● **YOUR TASK**: Every entry should be copied exactly, with nothing added or dropped.

● **SUPPLIED DATA**:
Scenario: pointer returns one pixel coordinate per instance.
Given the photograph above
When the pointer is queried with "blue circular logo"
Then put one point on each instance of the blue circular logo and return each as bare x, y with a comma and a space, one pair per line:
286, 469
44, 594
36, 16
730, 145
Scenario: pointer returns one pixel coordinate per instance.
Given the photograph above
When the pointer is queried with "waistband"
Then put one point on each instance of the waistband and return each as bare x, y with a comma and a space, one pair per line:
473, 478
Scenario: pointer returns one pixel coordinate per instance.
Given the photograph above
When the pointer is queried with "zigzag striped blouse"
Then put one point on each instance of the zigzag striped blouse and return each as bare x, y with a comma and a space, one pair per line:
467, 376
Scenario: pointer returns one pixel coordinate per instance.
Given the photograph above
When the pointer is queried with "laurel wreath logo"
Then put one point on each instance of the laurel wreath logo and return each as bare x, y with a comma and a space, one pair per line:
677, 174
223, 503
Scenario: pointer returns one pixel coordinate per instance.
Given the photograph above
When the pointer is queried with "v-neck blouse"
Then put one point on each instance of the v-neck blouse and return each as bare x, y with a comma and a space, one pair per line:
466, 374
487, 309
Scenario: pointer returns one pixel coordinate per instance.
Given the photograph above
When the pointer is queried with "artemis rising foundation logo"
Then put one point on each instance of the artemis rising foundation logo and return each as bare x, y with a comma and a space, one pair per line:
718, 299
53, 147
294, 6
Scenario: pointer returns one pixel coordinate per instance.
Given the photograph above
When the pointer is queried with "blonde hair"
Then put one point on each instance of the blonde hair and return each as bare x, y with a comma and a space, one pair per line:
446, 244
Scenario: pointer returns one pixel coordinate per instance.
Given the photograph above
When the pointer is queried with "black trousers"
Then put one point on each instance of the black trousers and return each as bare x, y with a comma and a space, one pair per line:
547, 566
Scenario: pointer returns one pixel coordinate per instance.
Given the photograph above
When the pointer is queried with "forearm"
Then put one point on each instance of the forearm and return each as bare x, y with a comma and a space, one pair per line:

● **SOLUTION TO THIS EXERCISE**:
Scenario: pointer returns one pixel coordinate per instance.
Given the photograph above
When the pointer is queried with "blue circular logo"
Then put one point on each instance of the blue circular logo and return each as bare x, y with a comma and a space, one pair per line:
286, 469
44, 594
36, 16
730, 145
Scenario: pointer returns one pixel coordinate per instance.
Given the photograph above
When the pointer is queried with "waistband"
Then put one point on each instance of the waistband and return each as bare x, y with a comma and a space, one pair per line:
473, 478
Scenario: pointer returns one pixel coordinate per instance.
Given the photograph above
When the pointer is queried with "zigzag striped blouse"
Then put one point on each instance of the zigzag striped blouse and return each as bare x, y with a comma and a space, one pair per line:
467, 376
Scenario: pointer returns one pixel coordinate per instance.
Given the photograph above
When the pointer is queried with "laurel wreath logo"
Then put one point on each instance of the laurel wreath logo and return each as bare x, y with a comma and a space, one pair per line:
677, 174
223, 503
Scenario: pointer returns one pixel coordinate per instance.
Given the photograph above
When the pointer is queried with "v-neck blouse"
Then put one point on each instance of the v-neck blouse and return each as bare x, y with a comma and a space, one pair per line:
466, 374
487, 309
Scenario: pointer returns one pixel coordinate per instance.
Given the photograph above
When the pointer is queried with "artemis rising foundation logo"
Then put one point on each instance of the artemis rising foundation logo and return each as bare x, y with a comma and a space, one pair per line:
718, 299
53, 147
294, 6
Scenario: pointer returns one pixel coordinate per instance.
Given the photograph above
When the pointer is queried with "blonde hair"
Then put one point on each instance of the blonde hair and return each as bare x, y with a comma and a space, one pair per line:
446, 244
Scenario: pointer returns one pixel coordinate per instance.
Given the photograph above
When the pointer is queried with "black trousers"
Then put one point on each instance of the black trousers and return each as bare x, y with a comma and a space, one pair per line:
547, 566
Scenario: pointer returns one pixel coordinate per instance.
Given the photograph above
When the pointer is queried with "forearm"
Then put one point on each instance of the forearm and return each as bare x, y with a comma and a space, one pair per line:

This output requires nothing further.